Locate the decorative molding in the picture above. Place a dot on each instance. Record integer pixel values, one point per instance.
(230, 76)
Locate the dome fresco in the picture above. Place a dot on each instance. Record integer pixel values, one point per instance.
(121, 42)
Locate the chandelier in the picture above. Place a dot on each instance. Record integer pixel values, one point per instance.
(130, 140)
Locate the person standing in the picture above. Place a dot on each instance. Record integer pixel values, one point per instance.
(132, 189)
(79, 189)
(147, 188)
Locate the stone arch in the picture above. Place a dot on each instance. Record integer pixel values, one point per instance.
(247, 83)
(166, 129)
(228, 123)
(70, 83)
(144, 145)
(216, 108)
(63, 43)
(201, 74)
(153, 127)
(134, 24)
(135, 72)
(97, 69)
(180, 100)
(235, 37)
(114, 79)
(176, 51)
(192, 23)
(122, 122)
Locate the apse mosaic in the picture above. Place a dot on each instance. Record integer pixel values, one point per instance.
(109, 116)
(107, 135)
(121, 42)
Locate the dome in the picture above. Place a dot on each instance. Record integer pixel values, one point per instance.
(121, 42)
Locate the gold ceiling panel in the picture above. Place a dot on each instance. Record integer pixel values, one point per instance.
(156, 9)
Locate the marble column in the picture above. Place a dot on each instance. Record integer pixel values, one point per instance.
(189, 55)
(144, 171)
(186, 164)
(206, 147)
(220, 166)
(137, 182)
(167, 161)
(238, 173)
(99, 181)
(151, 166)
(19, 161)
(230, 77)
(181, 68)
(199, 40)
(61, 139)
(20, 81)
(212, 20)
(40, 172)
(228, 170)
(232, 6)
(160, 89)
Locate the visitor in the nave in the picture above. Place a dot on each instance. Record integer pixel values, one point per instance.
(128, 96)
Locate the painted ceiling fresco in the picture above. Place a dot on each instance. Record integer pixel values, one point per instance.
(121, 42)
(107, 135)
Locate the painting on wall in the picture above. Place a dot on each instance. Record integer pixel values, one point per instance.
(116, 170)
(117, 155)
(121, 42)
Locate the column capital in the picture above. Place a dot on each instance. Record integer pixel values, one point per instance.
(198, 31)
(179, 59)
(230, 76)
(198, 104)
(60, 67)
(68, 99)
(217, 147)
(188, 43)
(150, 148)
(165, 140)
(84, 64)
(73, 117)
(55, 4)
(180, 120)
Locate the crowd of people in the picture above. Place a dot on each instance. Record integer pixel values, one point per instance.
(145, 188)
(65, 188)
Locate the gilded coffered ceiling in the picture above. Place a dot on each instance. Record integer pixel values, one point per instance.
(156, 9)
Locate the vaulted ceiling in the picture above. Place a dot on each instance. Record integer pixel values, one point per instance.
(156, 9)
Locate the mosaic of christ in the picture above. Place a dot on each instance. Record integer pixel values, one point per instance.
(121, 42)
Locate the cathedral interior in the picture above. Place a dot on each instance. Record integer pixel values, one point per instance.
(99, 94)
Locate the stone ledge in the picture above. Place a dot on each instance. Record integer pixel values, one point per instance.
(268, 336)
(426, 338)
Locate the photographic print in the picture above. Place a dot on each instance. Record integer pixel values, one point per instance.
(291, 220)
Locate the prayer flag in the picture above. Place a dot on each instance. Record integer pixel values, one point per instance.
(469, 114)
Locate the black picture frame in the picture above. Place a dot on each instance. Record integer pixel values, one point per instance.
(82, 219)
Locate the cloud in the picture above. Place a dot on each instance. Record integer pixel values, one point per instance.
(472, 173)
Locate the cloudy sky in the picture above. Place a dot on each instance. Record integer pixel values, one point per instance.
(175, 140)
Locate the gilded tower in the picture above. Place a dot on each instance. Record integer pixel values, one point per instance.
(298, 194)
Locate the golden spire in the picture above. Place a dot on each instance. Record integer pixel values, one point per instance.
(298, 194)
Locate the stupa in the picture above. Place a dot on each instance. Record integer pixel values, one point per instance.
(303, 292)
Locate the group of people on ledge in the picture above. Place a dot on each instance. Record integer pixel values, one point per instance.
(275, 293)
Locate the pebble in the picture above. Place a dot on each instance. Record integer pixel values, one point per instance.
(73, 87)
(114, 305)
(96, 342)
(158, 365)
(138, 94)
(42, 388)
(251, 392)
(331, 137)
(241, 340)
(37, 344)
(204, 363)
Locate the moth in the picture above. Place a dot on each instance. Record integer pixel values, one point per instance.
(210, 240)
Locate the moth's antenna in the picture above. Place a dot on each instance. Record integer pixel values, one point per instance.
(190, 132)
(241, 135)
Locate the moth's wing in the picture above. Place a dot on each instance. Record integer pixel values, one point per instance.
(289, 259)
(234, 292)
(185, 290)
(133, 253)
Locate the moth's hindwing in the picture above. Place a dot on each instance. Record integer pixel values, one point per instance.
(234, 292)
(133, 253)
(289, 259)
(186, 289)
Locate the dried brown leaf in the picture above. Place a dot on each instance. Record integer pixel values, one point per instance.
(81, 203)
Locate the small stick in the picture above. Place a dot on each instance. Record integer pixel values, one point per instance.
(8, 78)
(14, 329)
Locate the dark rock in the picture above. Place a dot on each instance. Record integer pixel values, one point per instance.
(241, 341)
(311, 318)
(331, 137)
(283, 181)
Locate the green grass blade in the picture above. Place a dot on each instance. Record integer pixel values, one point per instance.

[Task directions] Output every line of the listing above as a Markdown table with the columns Row and Entry, giving each line its row number, and leave out any blank lines.

[Exercise answer]
| Row | Entry |
|---|---|
| 1 | Locate the decorative molding in the picture above. Place a dot on each instance. Record integer pixel values, one point per instance. |
| 2 | (230, 76) |
| 3 | Locate the dome fresco in the picture above. Place a dot on each instance. Record integer pixel values, one point per instance. |
| 4 | (121, 42) |
| 5 | Locate the chandelier in the picture above. Place a dot on each instance. Record integer pixel values, one point per instance. |
| 6 | (130, 140) |
| 7 | Locate the person standing in the picture above. Place a dot on each instance. Record integer pixel values, one point per instance. |
| 8 | (132, 189) |
| 9 | (79, 189) |
| 10 | (147, 188) |
| 11 | Locate the stone arch in the picture above. Place a dot on each instance. Record integer pixel values, one point per instance. |
| 12 | (247, 83) |
| 13 | (166, 129) |
| 14 | (228, 123) |
| 15 | (70, 83) |
| 16 | (144, 145) |
| 17 | (216, 108) |
| 18 | (63, 43) |
| 19 | (201, 74) |
| 20 | (153, 127) |
| 21 | (134, 24) |
| 22 | (135, 72) |
| 23 | (97, 69) |
| 24 | (180, 100) |
| 25 | (235, 37) |
| 26 | (114, 79) |
| 27 | (176, 51) |
| 28 | (192, 23) |
| 29 | (122, 122) |
| 30 | Locate the apse mosaic in the picture above. Place a dot on each instance. Record integer pixel values, one point per instance. |
| 31 | (109, 116) |
| 32 | (107, 135) |
| 33 | (121, 42) |
| 34 | Locate the dome in the picture above. Place a dot on each instance. Record integer pixel values, one point per instance. |
| 35 | (121, 42) |
| 36 | Locate the gold ceiling panel in the picture above. Place a dot on each instance. Record integer pixel values, one point per instance. |
| 37 | (156, 9) |
| 38 | Locate the marble column in the picture above. Place a dot on each instance. Record integer pixel values, one point per instance. |
| 39 | (189, 55) |
| 40 | (144, 171) |
| 41 | (186, 164) |
| 42 | (206, 147) |
| 43 | (220, 166) |
| 44 | (137, 182) |
| 45 | (167, 161) |
| 46 | (238, 173) |
| 47 | (99, 181) |
| 48 | (151, 166) |
| 49 | (19, 161) |
| 50 | (230, 77) |
| 51 | (181, 68) |
| 52 | (199, 40) |
| 53 | (61, 139) |
| 54 | (20, 81) |
| 55 | (212, 20) |
| 56 | (40, 172) |
| 57 | (228, 170) |
| 58 | (232, 6) |
| 59 | (160, 89) |
| 60 | Locate the visitor in the nave in the picture above. Place a dot on each instance. Record integer pixel values, one point per instance. |
| 61 | (128, 96) |
| 62 | Locate the painted ceiling fresco in the picture above. Place a dot on each instance. Record integer pixel values, one point per instance. |
| 63 | (121, 42) |
| 64 | (107, 135) |
| 65 | Locate the painting on wall in the picture above. Place a dot on each instance. Record integer pixel values, one point per instance. |
| 66 | (116, 170) |
| 67 | (117, 155) |
| 68 | (121, 42) |
| 69 | Locate the column capital in the picture above. Place a dot on each instance. Record integer pixel values, one point per instance. |
| 70 | (198, 31) |
| 71 | (179, 59) |
| 72 | (230, 76) |
| 73 | (198, 104) |
| 74 | (60, 67) |
| 75 | (68, 99) |
| 76 | (217, 147) |
| 77 | (188, 43) |
| 78 | (150, 148) |
| 79 | (165, 140) |
| 80 | (84, 64) |
| 81 | (73, 117) |
| 82 | (55, 4) |
| 83 | (180, 120) |
| 84 | Locate the crowd of people in the picture above. Place a dot on each instance. Record integer pixel values, one point per instance. |
| 85 | (145, 188) |
| 86 | (65, 188) |
| 87 | Locate the gilded coffered ceiling in the picture above. Place a dot on each instance. Record integer pixel values, one point per instance. |
| 88 | (156, 9) |
| 89 | Locate the vaulted ceiling in the picture above. Place a dot on each instance. Record integer pixel values, one point per instance. |
| 90 | (156, 9) |
| 91 | Locate the mosaic of christ in the picture above. Place a dot on each instance. Record integer pixel values, one point per instance. |
| 92 | (121, 42) |
| 93 | Locate the cathedral interior in the picture above. Place a dot on each instance. Record integer pixel values, one point per instance. |
| 94 | (99, 94) |
| 95 | Locate the stone ledge in the picture above. Place a dot on each instance. Record integer pixel values, one point per instance. |
| 96 | (268, 336) |
| 97 | (426, 338) |
| 98 | Locate the photographic print in the picture above. Place a dot on each instance. Record integer pixel values, one point per instance. |
| 99 | (291, 220) |
| 100 | Locate the prayer flag in the picture above. Place a dot on each instance. Record integer pixel values, one point per instance. |
| 101 | (469, 114) |
| 102 | Locate the black picture frame in the picture above. Place a dot on each instance. Record integer pixel values, one point per instance. |
| 103 | (82, 219) |
| 104 | Locate the cloud in the picture above. Place a dot on each instance. Record integer pixel values, one point per instance. |
| 105 | (472, 173) |
| 106 | Locate the cloudy sky in the picture above. Place a dot on each instance. Record integer pixel values, one point per instance. |
| 107 | (175, 140) |
| 108 | Locate the gilded tower in the picture above. Place a dot on each instance. Record integer pixel values, one point per instance. |
| 109 | (298, 194) |
| 110 | Locate the golden spire in the picture above. Place a dot on each instance. Record integer pixel values, one point per instance. |
| 111 | (298, 194) |
| 112 | Locate the stupa in the picture above. Place a dot on each instance. Record integer pixel values, one point per instance. |
| 113 | (303, 292) |
| 114 | Locate the group of people on ledge in the picture above. Place a dot on each instance. Record integer pixel values, one point per instance. |
| 115 | (275, 293) |
| 116 | Locate the pebble in the picture above. Place a dot on each instance. Record integer pixel values, one point per instance. |
| 117 | (73, 87) |
| 118 | (114, 305) |
| 119 | (96, 342) |
| 120 | (158, 365) |
| 121 | (138, 94) |
| 122 | (42, 388) |
| 123 | (251, 392) |
| 124 | (331, 137) |
| 125 | (241, 340) |
| 126 | (37, 344) |
| 127 | (204, 363) |
| 128 | Locate the moth in the picture above. Place a dot on each instance. Record integer pixel values, one point per instance. |
| 129 | (210, 240) |
| 130 | Locate the moth's antenna in the picture above. Place a dot on each instance. Record integer pixel values, one point per instance. |
| 131 | (190, 132) |
| 132 | (241, 135) |
| 133 | Locate the moth's wing in the picture above. Place a dot on each instance. Record integer pixel values, one point per instance. |
| 134 | (289, 259) |
| 135 | (234, 292) |
| 136 | (185, 290) |
| 137 | (133, 253) |
| 138 | Locate the moth's hindwing in the picture above. Place a dot on each instance. Record integer pixel values, one point per instance. |
| 139 | (234, 292) |
| 140 | (133, 253) |
| 141 | (289, 259) |
| 142 | (186, 289) |
| 143 | Locate the dried brown leaf in the picture above. Place a dot on each instance. Record integer pixel values, one point per instance. |
| 144 | (81, 203) |
| 145 | Locate the small stick in the picture above. Place a dot on each instance. Record integer pixel values, one point per instance. |
| 146 | (8, 78) |
| 147 | (14, 329) |
| 148 | Locate the dark rock in the picture above. Place a dot on each instance. Record integer pixel values, one point per instance. |
| 149 | (241, 341) |
| 150 | (311, 318) |
| 151 | (331, 137) |
| 152 | (283, 181) |
| 153 | Locate the green grass blade in the picture above. Place a dot on each instance. Record integer pixel values, one point per instance. |